[Opening GIVEN DATA section]

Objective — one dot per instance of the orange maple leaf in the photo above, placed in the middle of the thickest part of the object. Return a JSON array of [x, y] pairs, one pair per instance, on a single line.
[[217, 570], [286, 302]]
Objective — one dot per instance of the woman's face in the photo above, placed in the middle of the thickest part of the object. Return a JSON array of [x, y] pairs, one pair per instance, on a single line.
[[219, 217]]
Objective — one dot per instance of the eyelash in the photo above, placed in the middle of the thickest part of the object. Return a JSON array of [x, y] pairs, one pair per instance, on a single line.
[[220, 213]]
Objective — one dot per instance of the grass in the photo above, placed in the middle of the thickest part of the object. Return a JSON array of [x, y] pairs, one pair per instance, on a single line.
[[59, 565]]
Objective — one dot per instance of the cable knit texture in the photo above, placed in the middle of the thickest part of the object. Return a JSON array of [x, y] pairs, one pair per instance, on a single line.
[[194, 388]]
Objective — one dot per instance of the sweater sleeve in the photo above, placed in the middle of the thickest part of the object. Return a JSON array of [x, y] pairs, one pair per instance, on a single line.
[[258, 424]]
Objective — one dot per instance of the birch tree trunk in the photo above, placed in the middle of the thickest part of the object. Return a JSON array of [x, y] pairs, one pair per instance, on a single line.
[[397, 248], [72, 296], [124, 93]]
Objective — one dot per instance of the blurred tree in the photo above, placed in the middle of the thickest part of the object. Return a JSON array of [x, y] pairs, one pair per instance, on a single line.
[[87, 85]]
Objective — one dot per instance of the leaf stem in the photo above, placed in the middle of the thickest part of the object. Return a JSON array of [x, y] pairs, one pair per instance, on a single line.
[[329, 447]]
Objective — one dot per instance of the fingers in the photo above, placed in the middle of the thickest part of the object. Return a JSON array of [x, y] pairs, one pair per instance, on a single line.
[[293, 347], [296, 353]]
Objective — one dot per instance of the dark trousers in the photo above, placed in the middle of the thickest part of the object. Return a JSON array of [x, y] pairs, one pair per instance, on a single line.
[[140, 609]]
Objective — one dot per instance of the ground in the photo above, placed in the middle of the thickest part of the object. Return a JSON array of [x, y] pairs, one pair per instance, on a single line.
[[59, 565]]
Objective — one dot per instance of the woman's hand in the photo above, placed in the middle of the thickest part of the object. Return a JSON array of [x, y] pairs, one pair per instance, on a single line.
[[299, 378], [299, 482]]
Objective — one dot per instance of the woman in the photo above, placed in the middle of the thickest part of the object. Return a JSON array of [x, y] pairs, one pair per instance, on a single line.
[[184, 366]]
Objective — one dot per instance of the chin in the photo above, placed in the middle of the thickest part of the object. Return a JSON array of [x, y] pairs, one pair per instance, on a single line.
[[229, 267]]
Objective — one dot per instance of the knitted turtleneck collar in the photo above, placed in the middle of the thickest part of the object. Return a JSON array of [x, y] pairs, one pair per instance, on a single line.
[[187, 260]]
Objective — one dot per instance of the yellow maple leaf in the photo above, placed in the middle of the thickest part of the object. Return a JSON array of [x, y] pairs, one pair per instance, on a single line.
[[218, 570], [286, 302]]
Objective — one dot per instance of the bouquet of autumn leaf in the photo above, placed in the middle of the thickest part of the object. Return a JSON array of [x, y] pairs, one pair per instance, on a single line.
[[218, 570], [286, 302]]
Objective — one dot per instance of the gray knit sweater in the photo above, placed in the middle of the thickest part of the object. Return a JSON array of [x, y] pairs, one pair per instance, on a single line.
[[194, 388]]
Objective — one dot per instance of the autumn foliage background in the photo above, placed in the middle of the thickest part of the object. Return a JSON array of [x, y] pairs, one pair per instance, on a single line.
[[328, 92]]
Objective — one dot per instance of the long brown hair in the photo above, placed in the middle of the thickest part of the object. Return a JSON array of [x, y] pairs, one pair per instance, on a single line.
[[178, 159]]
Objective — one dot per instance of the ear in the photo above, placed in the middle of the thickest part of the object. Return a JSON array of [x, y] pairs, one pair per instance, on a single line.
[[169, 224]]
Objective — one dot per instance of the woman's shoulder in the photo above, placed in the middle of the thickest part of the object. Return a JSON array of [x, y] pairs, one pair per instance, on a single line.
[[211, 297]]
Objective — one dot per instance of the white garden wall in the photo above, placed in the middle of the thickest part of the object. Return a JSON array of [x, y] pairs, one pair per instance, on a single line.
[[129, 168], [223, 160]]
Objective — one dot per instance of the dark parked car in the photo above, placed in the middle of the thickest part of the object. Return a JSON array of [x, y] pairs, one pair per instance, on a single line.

[Closing GIVEN DATA section]

WHAT NEEDS TO BE DONE
Write each entry out again. Do not change a word.

OUTPUT OF THE EXERCISE
Objective — one dot per instance of the orange maple leaf in the photo above, placed in the middle of the thickest part of the object. Return a JSON array of [x, y] pairs, one pair per instance, on a single line.
[[217, 570], [286, 302]]
Objective — one dot per instance of the woman's face in the photo above, placed in the middle of the thickest part of the object. Return a JSON array of [x, y] pairs, one pair per instance, on a single line.
[[219, 217]]
Objective — one dot per instance of the eyelash in the photo above, placed in the middle of the thickest part of the object. Return a JSON array of [x, y] pairs, one pair per instance, on a single line.
[[220, 213]]
Objective — one dot per instance of the grass in the photo above, placed in the middle of the thickest part of the object. Return a JSON array of [x, y] pairs, one pair per instance, on a single line.
[[59, 565]]
Objective — one dot per instance of the cable knit texture in the photo above, placed in the middle of the thickest part of the object. Return a JSON array of [x, y] pairs, one pair per instance, on a single line.
[[194, 388]]
Objective — one dot per instance of the sweater sleeve in the photo above, placed in the middle of the thickest part of the object. Return a JSON array of [x, y] pairs, one pair per instance, on a single line.
[[258, 424]]
Objective — one dot per instance of the birch tree trunk in the photo above, placed in the middle of the thickest part of the object. Return a JSON array of [x, y] pairs, one pair per instance, on a single line.
[[397, 248], [72, 296], [124, 93]]
Objective — one dot per instance of the blurred tree in the photo above, placed in the middle of the thickest part of the object. Return a JSON array of [x, y] pairs, one pair per instance, on a single line.
[[87, 85]]
Objective — one dot per instance of the leaf stem in the photo above, placed in the middle of the thickest part of the object. Return a JSON array of [x, y] pairs, one pair per instance, on a single line.
[[329, 447]]
Objective — one dot per instance of the fingers in the photo above, placed in the middle of the thickest part of the object. Return a JSON array of [x, y] pairs, one pair per instance, on a single line.
[[293, 347], [296, 353]]
Objective — one dot per instance of the dark trousers in the photo above, placed in the middle of the thickest part of the object. Return a JSON array of [x, y] pairs, one pair per instance, on a single line.
[[140, 609]]
Objective — one dot per instance of the ground in the photo above, placed in the middle of the thickest part of the object. Return a JSON array of [x, y] pairs, one pair per instance, on a single line.
[[59, 565]]
Objective — one dot per instance of the woman's hand in the photo above, placed in the middle of the thickest part of the object. Return a JSON array of [x, y] pairs, one pair per instance, on a single line.
[[299, 378], [299, 482]]
Objective — one dot per instance of the woman in the photo above, placed in the middle of the thickest part of the object. Return a JSON array of [x, y] pairs, one pair per instance, on a single line.
[[184, 366]]
Objective — one dot per instance of the chin in the photo above, placed in the middle of the thickest part of the object. Return a JSON array of [x, y] pairs, one pair per instance, on a single line.
[[229, 267]]
Objective — one dot per instance of the knitted turtleneck collar in the photo above, placed in the middle of the thickest part of the object. Return a JSON array of [x, y] pairs, one pair per instance, on a single line.
[[187, 260]]
Objective — one dot per instance of the yellow maple leaf in the photo above, placed in the middle of the thickest part of the object. Return a JSON array of [x, y] pairs, one pair per instance, on a single line.
[[218, 570], [286, 302]]
Objective — one dot per instance of the bouquet of autumn leaf in the photo above, placed in the middle of the thickest part of the object. Return a JSON array of [x, y] pairs, one pair per instance, on a single line.
[[218, 570], [286, 302]]
Objective — one dot per instance of the gray knit sweater in the photo above, placed in the middle of the thickest part of the object. Return a JSON array of [x, y] pairs, one pair per instance, on a single line.
[[194, 388]]
Objective — one dot per instance of the autumn foliage background in the photo above, placed in the middle of the thickest part of the object. Return a JSON array of [x, y] pairs, one pair per instance, on a single line.
[[328, 92]]
Objective — one dot per instance of the long brown hair in the photo above, placed in the middle of the thickest part of the object. Return a JSON array of [x, y] pairs, one pair per instance, on a single line.
[[178, 159]]
Objective — one dot per instance of the ear in the photo above, placed in the middle of the thickest part of the object. Return a JSON array of [x, y] pairs, one pair per instance, on a single line.
[[169, 224]]
Objective — one dot per instance of the woman's shoulder in the photo above, placed in the middle of the thickest part of the object. Return a JSON array of [x, y] pairs, one pair per instance, on a single line.
[[211, 297]]
Objective — one dot per instance of the white garden wall in the photo above, placed in the middle of the thickest part of the object. Return a JSON array of [x, y] pairs, one pair per instance, on a single line.
[[129, 168], [223, 160]]
Objective — one dot per instance of the dark parked car in the photo above, placed in the middle of the thickest part of the object. Return a JSON array of [x, y] pairs, one pair per instance, on a single line.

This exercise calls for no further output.